== DATA TO USE ==

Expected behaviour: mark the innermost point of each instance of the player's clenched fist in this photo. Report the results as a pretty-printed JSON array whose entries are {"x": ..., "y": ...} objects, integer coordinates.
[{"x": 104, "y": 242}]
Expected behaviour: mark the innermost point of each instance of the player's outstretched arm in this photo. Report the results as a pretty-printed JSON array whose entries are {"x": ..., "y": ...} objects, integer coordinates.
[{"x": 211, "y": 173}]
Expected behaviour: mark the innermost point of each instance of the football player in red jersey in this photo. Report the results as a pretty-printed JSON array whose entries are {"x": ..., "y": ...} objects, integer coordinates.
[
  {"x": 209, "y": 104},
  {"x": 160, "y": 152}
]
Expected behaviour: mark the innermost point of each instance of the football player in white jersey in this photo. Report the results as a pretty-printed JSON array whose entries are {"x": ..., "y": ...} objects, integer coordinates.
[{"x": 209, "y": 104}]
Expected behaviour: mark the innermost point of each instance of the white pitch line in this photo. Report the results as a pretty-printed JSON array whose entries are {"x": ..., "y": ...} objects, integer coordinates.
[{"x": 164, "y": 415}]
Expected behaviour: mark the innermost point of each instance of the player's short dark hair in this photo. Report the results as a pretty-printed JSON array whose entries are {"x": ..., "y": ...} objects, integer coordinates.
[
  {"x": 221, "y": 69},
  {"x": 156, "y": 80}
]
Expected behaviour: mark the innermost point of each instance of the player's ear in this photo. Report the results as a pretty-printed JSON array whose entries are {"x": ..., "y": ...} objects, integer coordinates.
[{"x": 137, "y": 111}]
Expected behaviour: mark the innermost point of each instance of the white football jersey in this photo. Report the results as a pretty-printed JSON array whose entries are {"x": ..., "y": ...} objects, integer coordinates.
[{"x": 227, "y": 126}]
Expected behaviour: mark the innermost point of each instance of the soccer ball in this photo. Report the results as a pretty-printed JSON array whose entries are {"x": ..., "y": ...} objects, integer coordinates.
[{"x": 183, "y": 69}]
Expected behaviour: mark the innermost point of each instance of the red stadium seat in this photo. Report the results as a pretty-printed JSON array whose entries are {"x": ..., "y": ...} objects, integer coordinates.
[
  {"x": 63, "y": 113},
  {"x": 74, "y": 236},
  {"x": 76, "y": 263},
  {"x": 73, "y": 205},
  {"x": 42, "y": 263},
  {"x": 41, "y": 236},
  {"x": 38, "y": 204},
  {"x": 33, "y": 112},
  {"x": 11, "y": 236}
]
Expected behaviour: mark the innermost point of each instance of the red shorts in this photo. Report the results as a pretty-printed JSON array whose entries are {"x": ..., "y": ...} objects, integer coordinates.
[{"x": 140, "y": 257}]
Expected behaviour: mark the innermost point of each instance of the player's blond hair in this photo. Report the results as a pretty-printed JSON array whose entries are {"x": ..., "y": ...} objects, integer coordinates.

===

EXERCISE GOAL ->
Copy out every one of the records above, character for character, with nothing left out or changed.

TASK RESULT ->
Expected behaviour: mark the innermost point of each instance of the player's clenched fist in this photo. Report the results as a pretty-printed JSON array whose entries are {"x": ..., "y": ...} objects, integer coordinates.
[{"x": 104, "y": 242}]
Expected behaviour: mark the innermost point of each instance of the player's outstretched arm in this photo. Report the results as a pretty-printed JSON array whose entries are {"x": ..., "y": ...} objects, integer coordinates.
[{"x": 211, "y": 173}]
Expected behaviour: mark the innermost point of each instance of the football player in red jersey in this photo. Report the results as a pretty-printed JSON array whose entries are {"x": ..., "y": ...} objects, integer coordinates.
[
  {"x": 209, "y": 104},
  {"x": 160, "y": 152}
]
Expected behaviour: mark the innermost point of each instance of the football player in white jersey in this photo. Report the results as a pretty-printed JSON array whose entries are {"x": ..., "y": ...} objects, integer coordinates.
[{"x": 209, "y": 104}]
Expected behaviour: mark the innermost point of each instance of the white pitch line in this photo. Report the results as a pretty-printed JSON array whose entries are {"x": ..., "y": ...} objects, integer coordinates.
[{"x": 164, "y": 415}]
Expected behaviour: mark the innermost point of each instance of the player's short dark hair in this photo. Report the results as a pretty-printed JSON array whose entries are {"x": ..., "y": ...} objects, integer coordinates.
[
  {"x": 221, "y": 69},
  {"x": 156, "y": 80}
]
Expected behaviour: mark the innermost point of each instance of the player's ear in this photo. Report the results as a pretty-printed JSON array whose entries are {"x": ..., "y": ...} objects, integer coordinates.
[{"x": 137, "y": 111}]
Expected behaviour: mark the innermost point of each instance of the white football jersey in this photo. Report the results as a pretty-printed JSON array whose entries are {"x": ..., "y": ...} objects, integer coordinates.
[{"x": 227, "y": 126}]
Expected behaviour: mark the innermost point of each instance of the soccer ball in this photo. Report the results as a pretty-printed JSON array whose entries are {"x": ..., "y": ...} objects, integer coordinates.
[{"x": 183, "y": 69}]
Expected behaviour: mark the innermost point of each instance of the red stadium seat in this photo. Report the results as a pretty-printed JSON array whose entries are {"x": ..., "y": ...} objects, integer coordinates.
[
  {"x": 63, "y": 113},
  {"x": 74, "y": 236},
  {"x": 76, "y": 263},
  {"x": 73, "y": 205},
  {"x": 42, "y": 263},
  {"x": 41, "y": 236},
  {"x": 38, "y": 204},
  {"x": 33, "y": 112},
  {"x": 11, "y": 236}
]
Expected behaviour: mark the innermost point of each instance of the red shorts in this photo. Report the results as a pretty-printed JSON array whose entries are {"x": ..., "y": ...} objects, integer coordinates.
[{"x": 140, "y": 257}]
Expected behaviour: mark the innermost point of each instance of the player's blond hair in this photo. Report the results as a pretty-printed JSON array whose entries are {"x": ..., "y": ...} objects, integer coordinates.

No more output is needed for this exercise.